■ RECORDS:
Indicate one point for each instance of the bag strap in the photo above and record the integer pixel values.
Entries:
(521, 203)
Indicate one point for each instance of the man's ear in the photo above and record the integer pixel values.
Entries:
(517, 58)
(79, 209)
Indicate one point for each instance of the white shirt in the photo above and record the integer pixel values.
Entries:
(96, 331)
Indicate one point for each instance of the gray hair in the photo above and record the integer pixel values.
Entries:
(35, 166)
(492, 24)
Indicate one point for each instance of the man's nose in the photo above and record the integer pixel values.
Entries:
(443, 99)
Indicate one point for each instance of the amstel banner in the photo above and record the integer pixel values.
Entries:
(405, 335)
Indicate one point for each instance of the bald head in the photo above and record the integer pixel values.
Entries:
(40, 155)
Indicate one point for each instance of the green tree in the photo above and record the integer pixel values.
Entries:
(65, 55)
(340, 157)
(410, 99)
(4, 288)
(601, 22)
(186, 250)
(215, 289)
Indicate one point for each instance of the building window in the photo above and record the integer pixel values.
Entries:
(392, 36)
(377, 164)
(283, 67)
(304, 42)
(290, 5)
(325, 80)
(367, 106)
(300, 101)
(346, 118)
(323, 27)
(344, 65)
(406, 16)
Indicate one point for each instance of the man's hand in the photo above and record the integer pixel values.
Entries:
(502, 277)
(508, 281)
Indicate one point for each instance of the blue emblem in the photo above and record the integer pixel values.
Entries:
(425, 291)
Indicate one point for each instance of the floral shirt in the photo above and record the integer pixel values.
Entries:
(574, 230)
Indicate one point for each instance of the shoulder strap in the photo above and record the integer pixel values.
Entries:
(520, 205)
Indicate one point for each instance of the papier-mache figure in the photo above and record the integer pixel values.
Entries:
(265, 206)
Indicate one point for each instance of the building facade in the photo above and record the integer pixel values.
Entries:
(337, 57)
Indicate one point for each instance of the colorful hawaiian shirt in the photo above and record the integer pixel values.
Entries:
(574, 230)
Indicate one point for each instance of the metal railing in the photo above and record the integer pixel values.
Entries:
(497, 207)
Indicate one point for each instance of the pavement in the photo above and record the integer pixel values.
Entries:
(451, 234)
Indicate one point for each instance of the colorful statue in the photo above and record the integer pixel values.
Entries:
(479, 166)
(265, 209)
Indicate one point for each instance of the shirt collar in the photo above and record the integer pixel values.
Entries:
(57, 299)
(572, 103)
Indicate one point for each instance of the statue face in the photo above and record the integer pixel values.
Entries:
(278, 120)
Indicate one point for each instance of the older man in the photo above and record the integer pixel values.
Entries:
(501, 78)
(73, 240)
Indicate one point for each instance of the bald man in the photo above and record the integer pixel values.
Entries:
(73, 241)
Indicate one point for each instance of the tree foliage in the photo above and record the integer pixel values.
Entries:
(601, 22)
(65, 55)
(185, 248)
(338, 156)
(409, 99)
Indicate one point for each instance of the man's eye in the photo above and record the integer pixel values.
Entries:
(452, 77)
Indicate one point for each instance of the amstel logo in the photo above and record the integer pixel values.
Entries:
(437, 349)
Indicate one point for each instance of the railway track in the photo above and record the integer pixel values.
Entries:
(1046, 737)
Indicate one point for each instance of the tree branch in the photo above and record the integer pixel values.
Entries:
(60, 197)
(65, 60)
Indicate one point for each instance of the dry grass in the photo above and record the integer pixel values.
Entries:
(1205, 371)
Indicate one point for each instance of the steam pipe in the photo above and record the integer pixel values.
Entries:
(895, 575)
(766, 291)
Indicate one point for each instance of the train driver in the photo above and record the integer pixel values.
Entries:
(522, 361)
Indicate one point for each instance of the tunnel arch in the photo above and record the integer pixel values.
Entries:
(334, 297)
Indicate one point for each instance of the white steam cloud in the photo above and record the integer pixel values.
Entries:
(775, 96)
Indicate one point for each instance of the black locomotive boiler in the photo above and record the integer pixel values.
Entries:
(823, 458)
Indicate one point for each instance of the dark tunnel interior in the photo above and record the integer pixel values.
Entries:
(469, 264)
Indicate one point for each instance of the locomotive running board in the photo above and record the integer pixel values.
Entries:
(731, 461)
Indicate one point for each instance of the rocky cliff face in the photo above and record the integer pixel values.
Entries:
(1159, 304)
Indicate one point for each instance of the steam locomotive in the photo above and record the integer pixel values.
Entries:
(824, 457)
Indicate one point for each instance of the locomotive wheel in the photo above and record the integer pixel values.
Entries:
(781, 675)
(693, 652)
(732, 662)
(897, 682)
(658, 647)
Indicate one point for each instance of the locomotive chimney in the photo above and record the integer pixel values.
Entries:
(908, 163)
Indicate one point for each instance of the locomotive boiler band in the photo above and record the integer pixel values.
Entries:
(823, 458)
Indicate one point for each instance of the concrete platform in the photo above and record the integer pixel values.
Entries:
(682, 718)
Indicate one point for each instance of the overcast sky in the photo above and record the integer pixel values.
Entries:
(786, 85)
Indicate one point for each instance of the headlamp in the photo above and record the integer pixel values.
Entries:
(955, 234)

■ PROBLEM REQUIREMENTS:
Reproduce the listing line for line, starting at the line that contains "Indicate one point for each instance of the overcast" and ending with the last line of the listing.

■ THE RESULT:
Indicate one point for each instance of the overcast sky in the photo above and record the integer pixel values.
Entries:
(786, 85)
Indicate one point for each instance of the headlamp in the photo above and record the integer pixel values.
Entries:
(955, 234)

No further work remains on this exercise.